(Rows from a box labeling dataset)
------------------------------
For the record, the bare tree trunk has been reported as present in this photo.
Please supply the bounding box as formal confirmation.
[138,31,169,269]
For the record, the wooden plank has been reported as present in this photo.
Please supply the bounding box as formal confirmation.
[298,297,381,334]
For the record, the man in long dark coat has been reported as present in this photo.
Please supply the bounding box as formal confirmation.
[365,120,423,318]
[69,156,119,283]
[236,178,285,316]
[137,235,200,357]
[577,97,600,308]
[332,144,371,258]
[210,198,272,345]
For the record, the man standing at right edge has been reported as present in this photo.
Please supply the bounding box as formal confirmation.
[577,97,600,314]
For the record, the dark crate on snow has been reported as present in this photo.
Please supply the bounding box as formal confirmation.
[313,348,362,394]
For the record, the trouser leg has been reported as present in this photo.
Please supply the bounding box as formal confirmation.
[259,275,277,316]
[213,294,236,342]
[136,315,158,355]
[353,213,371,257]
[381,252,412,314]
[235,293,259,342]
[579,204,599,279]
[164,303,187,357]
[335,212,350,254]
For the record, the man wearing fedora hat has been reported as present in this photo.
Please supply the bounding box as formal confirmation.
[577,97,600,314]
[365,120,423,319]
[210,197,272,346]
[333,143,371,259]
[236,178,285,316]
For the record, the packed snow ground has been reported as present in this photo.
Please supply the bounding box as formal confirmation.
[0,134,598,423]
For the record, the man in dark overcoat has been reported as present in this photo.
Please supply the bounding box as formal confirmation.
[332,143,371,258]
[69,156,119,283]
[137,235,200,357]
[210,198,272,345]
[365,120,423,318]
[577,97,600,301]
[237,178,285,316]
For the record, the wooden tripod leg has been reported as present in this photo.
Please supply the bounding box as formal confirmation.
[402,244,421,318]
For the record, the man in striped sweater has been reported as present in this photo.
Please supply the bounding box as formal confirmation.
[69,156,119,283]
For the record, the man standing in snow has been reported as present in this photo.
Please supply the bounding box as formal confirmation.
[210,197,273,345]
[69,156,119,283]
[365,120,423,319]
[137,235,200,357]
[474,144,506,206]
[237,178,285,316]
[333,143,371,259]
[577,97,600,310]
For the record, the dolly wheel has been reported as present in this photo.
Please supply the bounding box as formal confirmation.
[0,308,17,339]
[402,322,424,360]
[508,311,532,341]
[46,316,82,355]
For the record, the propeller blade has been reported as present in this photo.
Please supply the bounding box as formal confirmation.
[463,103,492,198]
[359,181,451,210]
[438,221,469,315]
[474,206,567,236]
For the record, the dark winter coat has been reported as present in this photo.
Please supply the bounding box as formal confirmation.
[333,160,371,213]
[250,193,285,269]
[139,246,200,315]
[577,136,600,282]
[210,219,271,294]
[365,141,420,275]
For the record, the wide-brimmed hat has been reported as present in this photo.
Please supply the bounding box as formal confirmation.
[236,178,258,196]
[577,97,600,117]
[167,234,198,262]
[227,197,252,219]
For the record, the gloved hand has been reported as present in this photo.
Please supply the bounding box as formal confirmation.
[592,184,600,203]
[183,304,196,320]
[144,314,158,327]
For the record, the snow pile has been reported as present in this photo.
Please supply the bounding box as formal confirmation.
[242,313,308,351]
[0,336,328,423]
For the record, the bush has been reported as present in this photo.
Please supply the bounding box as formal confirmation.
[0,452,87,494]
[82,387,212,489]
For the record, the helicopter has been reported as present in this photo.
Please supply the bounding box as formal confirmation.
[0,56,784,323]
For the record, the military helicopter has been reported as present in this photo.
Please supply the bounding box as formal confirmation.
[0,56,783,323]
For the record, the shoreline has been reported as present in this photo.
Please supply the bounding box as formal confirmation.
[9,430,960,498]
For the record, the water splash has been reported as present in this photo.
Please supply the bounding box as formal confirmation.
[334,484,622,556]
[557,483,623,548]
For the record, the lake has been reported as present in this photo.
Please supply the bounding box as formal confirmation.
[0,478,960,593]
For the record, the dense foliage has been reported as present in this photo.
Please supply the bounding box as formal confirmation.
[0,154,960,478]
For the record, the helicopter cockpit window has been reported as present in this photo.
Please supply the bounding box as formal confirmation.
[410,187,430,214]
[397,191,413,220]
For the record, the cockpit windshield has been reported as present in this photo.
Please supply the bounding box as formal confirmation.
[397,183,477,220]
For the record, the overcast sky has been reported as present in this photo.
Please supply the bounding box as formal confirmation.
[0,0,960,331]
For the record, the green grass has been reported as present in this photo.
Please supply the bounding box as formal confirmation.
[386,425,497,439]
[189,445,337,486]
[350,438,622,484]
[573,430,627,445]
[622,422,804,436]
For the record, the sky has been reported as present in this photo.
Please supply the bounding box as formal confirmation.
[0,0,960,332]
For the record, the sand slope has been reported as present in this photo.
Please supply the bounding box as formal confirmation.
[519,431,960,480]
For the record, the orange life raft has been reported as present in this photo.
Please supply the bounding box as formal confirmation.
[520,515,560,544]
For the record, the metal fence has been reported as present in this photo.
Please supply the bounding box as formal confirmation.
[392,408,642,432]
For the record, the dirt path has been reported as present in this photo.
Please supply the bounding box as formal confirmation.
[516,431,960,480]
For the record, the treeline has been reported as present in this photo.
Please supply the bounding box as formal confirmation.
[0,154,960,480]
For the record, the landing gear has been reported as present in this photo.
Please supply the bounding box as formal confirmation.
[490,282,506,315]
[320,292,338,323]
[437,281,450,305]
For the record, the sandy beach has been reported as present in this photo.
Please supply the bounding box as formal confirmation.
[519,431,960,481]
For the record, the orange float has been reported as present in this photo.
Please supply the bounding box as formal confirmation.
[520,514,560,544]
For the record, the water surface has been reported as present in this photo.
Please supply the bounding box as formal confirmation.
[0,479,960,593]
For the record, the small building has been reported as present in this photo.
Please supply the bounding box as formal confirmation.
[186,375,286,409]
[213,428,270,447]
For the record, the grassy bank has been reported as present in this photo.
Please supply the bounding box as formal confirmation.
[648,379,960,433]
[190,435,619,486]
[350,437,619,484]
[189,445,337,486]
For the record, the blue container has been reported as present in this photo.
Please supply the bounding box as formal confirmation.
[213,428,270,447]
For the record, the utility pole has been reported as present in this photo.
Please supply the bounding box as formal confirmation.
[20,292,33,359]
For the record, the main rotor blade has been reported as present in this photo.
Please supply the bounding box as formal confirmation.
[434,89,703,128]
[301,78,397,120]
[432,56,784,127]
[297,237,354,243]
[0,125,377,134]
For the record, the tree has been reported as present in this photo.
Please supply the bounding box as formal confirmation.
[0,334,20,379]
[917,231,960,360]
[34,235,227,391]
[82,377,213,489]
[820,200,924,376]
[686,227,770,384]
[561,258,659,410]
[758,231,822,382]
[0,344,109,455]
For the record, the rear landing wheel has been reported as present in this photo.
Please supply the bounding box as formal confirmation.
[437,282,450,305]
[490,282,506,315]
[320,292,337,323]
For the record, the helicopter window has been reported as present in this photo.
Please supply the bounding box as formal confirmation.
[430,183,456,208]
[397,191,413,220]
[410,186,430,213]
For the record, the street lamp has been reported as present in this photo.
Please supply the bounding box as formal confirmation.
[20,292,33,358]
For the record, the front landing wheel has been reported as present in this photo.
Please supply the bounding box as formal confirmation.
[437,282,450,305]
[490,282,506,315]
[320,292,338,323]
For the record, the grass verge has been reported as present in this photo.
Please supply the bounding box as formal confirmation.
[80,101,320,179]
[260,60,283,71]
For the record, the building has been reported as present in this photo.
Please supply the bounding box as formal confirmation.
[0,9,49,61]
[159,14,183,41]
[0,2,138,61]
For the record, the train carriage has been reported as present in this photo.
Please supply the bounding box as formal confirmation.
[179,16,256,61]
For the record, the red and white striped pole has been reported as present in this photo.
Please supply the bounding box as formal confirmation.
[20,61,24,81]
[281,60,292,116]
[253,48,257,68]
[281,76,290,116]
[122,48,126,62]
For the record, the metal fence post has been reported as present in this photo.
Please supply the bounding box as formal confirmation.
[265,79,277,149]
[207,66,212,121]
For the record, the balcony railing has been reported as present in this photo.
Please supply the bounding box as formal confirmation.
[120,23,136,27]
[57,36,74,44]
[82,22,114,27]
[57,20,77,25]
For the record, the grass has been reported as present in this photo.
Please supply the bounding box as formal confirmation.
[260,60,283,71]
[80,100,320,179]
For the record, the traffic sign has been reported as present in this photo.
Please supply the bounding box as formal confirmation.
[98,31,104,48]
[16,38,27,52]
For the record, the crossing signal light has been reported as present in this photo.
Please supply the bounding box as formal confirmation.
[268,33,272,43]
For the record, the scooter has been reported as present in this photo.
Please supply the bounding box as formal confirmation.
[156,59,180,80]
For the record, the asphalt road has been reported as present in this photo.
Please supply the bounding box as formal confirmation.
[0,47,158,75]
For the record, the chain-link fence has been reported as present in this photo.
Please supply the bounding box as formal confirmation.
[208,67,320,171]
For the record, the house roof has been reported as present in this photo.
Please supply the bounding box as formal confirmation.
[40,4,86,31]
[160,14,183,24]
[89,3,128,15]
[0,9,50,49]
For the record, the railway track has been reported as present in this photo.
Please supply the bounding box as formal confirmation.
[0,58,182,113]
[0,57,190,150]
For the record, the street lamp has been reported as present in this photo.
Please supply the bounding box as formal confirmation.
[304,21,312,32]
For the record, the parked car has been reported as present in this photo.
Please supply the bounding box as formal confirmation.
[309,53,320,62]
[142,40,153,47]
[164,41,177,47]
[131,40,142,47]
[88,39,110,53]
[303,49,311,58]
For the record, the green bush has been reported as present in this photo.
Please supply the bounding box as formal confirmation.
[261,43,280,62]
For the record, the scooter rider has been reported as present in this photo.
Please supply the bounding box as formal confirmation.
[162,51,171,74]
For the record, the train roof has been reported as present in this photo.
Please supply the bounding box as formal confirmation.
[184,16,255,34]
------------------------------
Copy the lines above word for word, starting at the line containing "For the record, the red" and ending at the line containing "[80,100,320,179]", with both of those lines included.

For the record, the red and white striped pole has been reported as present in this photo.
Please supply the bounding box as formal confirmation.
[20,61,24,81]
[281,60,292,116]
[253,48,257,68]
[281,76,290,116]
[122,48,126,62]
For the record, the metal fence post has been reported as present in this photo.
Please supply the bounding box as formal confirmation.
[265,79,277,149]
[207,66,212,121]
For the record, the balcony railing has been reported as present in this photo.
Please supply the bounding box as formal confirmation.
[120,23,136,27]
[57,36,74,44]
[82,22,114,27]
[57,20,77,25]
For the record, the grass has been reported as present in this photo.
Please supply the bounding box as formal confirmation.
[260,60,283,71]
[80,100,320,179]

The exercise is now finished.